Would you please print the data a second time, exactly as it stands?

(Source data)
○ ○ ○ ○

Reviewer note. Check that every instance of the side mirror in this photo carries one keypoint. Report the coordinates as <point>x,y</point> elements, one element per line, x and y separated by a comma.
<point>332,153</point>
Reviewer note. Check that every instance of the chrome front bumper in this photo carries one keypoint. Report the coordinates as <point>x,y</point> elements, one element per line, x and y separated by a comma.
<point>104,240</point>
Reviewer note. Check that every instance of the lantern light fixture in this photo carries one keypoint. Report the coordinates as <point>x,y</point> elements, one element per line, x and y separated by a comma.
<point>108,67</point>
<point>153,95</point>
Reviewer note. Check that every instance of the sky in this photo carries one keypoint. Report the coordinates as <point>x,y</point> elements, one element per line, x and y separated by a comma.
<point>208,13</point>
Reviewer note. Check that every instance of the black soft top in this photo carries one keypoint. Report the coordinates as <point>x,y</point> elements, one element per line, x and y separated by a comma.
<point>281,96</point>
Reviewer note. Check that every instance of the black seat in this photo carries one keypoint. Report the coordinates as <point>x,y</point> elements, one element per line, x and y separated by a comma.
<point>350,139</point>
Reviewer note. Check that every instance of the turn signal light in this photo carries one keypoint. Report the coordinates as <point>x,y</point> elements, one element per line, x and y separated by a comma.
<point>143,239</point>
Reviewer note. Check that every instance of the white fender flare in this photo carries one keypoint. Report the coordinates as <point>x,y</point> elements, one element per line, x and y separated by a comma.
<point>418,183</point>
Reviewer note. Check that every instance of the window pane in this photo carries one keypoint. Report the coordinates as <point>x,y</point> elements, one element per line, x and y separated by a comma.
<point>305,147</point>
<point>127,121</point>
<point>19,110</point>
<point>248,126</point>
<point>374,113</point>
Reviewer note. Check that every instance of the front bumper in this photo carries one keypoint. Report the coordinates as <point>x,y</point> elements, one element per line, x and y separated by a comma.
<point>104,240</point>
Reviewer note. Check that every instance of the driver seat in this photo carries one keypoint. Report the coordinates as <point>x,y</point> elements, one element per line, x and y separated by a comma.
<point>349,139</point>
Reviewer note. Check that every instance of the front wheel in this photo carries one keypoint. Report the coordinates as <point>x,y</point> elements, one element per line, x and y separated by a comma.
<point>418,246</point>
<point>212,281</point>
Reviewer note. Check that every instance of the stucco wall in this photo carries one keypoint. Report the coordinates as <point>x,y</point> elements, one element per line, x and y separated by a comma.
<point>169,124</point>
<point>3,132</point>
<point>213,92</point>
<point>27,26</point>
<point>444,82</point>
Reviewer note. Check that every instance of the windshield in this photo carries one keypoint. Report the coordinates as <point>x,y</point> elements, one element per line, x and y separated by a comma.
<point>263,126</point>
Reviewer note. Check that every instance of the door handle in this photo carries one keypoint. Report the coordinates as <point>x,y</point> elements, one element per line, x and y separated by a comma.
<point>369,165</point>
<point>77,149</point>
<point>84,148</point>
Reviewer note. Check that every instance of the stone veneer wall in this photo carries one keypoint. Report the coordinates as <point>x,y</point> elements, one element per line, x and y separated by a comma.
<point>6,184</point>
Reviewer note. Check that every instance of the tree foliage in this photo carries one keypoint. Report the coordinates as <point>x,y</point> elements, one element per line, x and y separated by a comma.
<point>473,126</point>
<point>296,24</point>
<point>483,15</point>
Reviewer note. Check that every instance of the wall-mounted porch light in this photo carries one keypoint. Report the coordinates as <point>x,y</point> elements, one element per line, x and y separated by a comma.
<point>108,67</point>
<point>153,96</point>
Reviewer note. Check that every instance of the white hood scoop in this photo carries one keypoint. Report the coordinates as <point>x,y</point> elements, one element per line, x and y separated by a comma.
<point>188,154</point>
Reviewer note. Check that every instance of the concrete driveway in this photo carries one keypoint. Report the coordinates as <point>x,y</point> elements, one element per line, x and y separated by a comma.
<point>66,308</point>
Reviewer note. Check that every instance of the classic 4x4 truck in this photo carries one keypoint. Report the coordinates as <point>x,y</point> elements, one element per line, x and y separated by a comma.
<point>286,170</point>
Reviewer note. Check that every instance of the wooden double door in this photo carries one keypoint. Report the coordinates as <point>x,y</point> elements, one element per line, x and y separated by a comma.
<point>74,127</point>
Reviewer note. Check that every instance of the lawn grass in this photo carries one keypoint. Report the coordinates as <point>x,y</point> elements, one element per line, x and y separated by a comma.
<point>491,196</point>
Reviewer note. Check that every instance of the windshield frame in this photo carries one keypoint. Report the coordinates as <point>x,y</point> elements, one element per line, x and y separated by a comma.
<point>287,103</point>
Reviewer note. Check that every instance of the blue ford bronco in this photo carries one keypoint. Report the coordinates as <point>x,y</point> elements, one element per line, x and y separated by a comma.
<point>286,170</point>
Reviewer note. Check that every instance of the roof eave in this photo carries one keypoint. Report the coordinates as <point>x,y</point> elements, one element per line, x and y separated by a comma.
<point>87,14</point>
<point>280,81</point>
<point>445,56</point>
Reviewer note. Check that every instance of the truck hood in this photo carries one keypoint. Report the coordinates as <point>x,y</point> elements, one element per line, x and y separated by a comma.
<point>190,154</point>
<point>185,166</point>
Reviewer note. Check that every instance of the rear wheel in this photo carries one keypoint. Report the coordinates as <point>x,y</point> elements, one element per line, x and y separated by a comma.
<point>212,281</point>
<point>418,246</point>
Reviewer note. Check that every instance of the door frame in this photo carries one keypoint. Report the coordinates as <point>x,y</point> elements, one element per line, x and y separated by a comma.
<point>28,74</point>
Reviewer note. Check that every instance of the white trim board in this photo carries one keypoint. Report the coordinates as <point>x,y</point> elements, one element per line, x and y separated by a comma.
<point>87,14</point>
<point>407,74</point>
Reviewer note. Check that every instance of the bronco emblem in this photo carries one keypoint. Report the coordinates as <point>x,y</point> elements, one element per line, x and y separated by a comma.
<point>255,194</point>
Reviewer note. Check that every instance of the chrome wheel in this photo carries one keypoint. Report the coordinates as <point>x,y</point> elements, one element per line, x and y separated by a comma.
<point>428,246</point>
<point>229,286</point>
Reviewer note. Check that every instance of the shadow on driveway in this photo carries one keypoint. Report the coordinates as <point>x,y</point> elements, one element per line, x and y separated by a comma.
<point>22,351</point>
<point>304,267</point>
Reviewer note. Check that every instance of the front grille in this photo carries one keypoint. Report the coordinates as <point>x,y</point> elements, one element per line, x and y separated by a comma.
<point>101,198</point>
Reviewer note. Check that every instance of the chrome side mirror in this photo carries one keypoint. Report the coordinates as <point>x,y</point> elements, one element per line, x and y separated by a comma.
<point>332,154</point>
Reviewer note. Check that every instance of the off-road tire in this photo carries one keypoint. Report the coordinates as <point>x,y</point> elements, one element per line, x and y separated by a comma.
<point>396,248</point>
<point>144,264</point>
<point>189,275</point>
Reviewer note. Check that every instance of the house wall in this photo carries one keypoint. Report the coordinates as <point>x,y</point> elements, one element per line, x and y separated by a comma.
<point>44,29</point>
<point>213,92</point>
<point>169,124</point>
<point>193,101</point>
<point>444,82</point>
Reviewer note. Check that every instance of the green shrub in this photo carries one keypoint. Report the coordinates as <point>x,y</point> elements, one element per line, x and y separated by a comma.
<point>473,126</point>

○ ○ ○ ○

Response »
Reviewer note. Check that every instance of the side mirror in this photo carries one keypoint. Report the coordinates as <point>x,y</point> elements, one element per line, x and y separated by a comma.
<point>332,153</point>
Reviewer note. Check that every instance of the chrome front bumper in this photo carries one keypoint. Report the coordinates as <point>x,y</point> elements, one element per line, x and y separated by a comma.
<point>104,240</point>
Reviewer note. Check that every instance of the lantern light fixture in this photo carries one keypoint. Report the coordinates as <point>x,y</point> elements, one element per line, x and y separated by a comma.
<point>108,67</point>
<point>153,95</point>
Reviewer note. Check that every instance of the sky in this photo carries one keypoint. Report the coordinates as <point>x,y</point> elements, one element per line, x and y separated by a comma.
<point>208,13</point>
Reviewer note. Check that every instance of the black soft top in this photo carries one keypoint. Report the coordinates as <point>x,y</point> elements, one element per line, x and y separated by a comma.
<point>281,96</point>
Reviewer note. Check that every instance of the black seat in this photo carries one keypoint. Report the coordinates as <point>x,y</point> elements, one element per line, x and y separated by a comma.
<point>350,139</point>
Reviewer note. Check that every instance of the turn signal light in this photo carries one keypoint. Report the coordinates as <point>x,y</point> elements, one element per line, x and y separated by a comma.
<point>143,239</point>
Reviewer note. Check that every instance of the white fender flare in this photo carries one keypoint. Report the coordinates as <point>x,y</point> elements, one element per line, x and y separated by a comma.
<point>418,183</point>
Reviewer note. Check that every instance of the window pane in this photo carries one keypoint. Report the coordinates as <point>x,y</point> elements, one element per line, x and y separated by a comma.
<point>305,147</point>
<point>127,121</point>
<point>19,110</point>
<point>248,126</point>
<point>374,113</point>
Reviewer note. Check that every instance of the front bumper in this photo carries one keypoint. Report the coordinates as <point>x,y</point> elements, one element per line, x and y separated by a comma.
<point>104,240</point>
Reviewer note. Check that every instance of the driver seat in this photo carries one keypoint. Report the coordinates as <point>x,y</point> elements, one element per line, x and y separated by a comma.
<point>349,139</point>
Reviewer note. Check that every instance of the front wheel in this photo carries one keypoint. Report the coordinates as <point>x,y</point> elements, one element per line, x and y separated by a comma.
<point>418,246</point>
<point>212,281</point>
Reviewer note. Check that every instance of the stucco wall in this photo carries one keypoint. Report the coordinates as <point>x,y</point> elements, one element per line, x and y separated by a comma.
<point>169,124</point>
<point>3,132</point>
<point>213,92</point>
<point>27,26</point>
<point>444,82</point>
Reviewer note. Check that every instance of the windshield in this photo carries one keypoint. Report the coordinates as <point>x,y</point> elements, one element per line, x and y separated by a comma.
<point>263,126</point>
Reviewer note. Check that every instance of the door handle in this photo carries one keypoint. Report the coordinates as <point>x,y</point> elements, one element per line, x and y separated by a comma.
<point>369,165</point>
<point>77,149</point>
<point>84,148</point>
Reviewer note. Check that every instance of the stone veneer wall in this photo carries one keypoint. Report the coordinates as <point>x,y</point> elements, one element per line, x and y separated by a comma.
<point>6,184</point>
Reviewer note. Check that every instance of the tree foliage in this photo carries one keypoint. Report the coordinates as <point>x,y</point> elements, one element per line, x and y separated by a comma.
<point>473,126</point>
<point>296,24</point>
<point>483,15</point>
Reviewer note. Check that every instance of the wall-mounted porch light in this photo carries one keypoint. Report the coordinates as <point>x,y</point> elements, one element per line, x and y separated by a comma.
<point>108,67</point>
<point>153,96</point>
Reviewer note. Check that every instance of the white hood scoop in this photo carries one keypoint. Report the coordinates as <point>x,y</point> elements, one element per line, x and y separated by a comma.
<point>188,154</point>
Reviewer note. Check that every instance of the concrete driveway in this photo carries one keypoint. Report the coordinates as <point>x,y</point> elements, one element per line, x and y separated by a comma.
<point>66,308</point>
Reviewer note. Check that every instance of the classic 4x4 truck in this photo carries one keypoint. Report the coordinates as <point>x,y</point> elements, one element per line, x and y separated by a comma.
<point>286,170</point>
Reviewer note. Check that every instance of the wooden double door in this photo carries one keypoint. Report the coordinates as <point>x,y</point> elements, one element per line, x and y separated by a comma.
<point>74,127</point>
Reviewer note. Check that every instance of the lawn grass in this photo carries one keypoint. Report the coordinates as <point>x,y</point> elements, one element per line, x and y separated by a comma.
<point>491,196</point>
Reviewer note. Check that every instance of the windshield frame in this photo carries one keypoint. Report the coordinates as <point>x,y</point> elements, one element per line, x and y separated by a comma.
<point>287,103</point>
Reviewer note. Check that every instance of the blue ford bronco in this photo carries one keypoint. Report the coordinates as <point>x,y</point> elements, one element per line, x and y separated by a comma.
<point>286,170</point>
Reviewer note. Check that every instance of the roof eave in this photo carries one keypoint. Report the coordinates as <point>x,y</point> elements, one element per line, x and y separated by a comma.
<point>87,14</point>
<point>280,81</point>
<point>445,56</point>
Reviewer note. Check that every instance of the truck hood in this photo carries one keypoint. Report the coordinates as <point>x,y</point> elements, one element per line, x and y separated by a comma.
<point>190,154</point>
<point>185,166</point>
Reviewer note. Check that every instance of the rear wheel in this photo carries one keypoint. Report the coordinates as <point>x,y</point> elements, one element per line, x and y separated by a comma.
<point>212,281</point>
<point>418,246</point>
Reviewer note. Check that every instance of the door frame in this photo carries one keypoint. Report the coordinates as <point>x,y</point> elements, one element per line, x and y separated by a comma.
<point>28,74</point>
Reviewer note. Check that every instance of the white trim board in this photo carries one keypoint. Report the coordinates as <point>x,y</point> elements, one element per line, x and y separated by a comma.
<point>87,14</point>
<point>407,74</point>
Reviewer note. Check that every instance of the bronco emblem in this photo carries one keypoint. Report the coordinates as <point>x,y</point> elements, one element per line, x and y separated by a comma.
<point>255,194</point>
Reviewer note. Check that every instance of the chrome wheel in this photo carries one keypoint. Report the coordinates as <point>x,y</point> elements, one element per line, x and y separated by a comma.
<point>428,246</point>
<point>229,286</point>
Reviewer note. Check that every instance of the shadow on driveway in this photo carries one keypoint. Report the coordinates as <point>x,y</point> elements, one element per line, x and y separated by a comma.
<point>22,351</point>
<point>304,267</point>
Reviewer note. Check that every instance of the front grille in this photo carries one keypoint. Report the coordinates as <point>x,y</point> elements, one element per line, x and y separated by a comma.
<point>101,198</point>
Reviewer note. Check that every instance of the chrome side mirror in this photo carries one keypoint. Report the coordinates as <point>x,y</point> elements, one element per line, x and y separated by a comma.
<point>332,154</point>
Reviewer note. Check that every instance of the off-road tire in this photo carries one keypoint. Report the coordinates as <point>x,y</point> elements, one element per line, x and y separated by a comma.
<point>396,248</point>
<point>144,264</point>
<point>189,275</point>
Reviewer note. Check that every instance of the house wall in this photo carries one keypoint. Report the coordinates as <point>x,y</point> elements, one element per line, x and y separated by a comma.
<point>44,29</point>
<point>213,92</point>
<point>169,124</point>
<point>193,101</point>
<point>444,82</point>
Reviewer note. Check that every instance of the green shrub in this photo carries one keypoint. Report the coordinates as <point>x,y</point> elements, one element per line, x and y separated by a comma.
<point>473,126</point>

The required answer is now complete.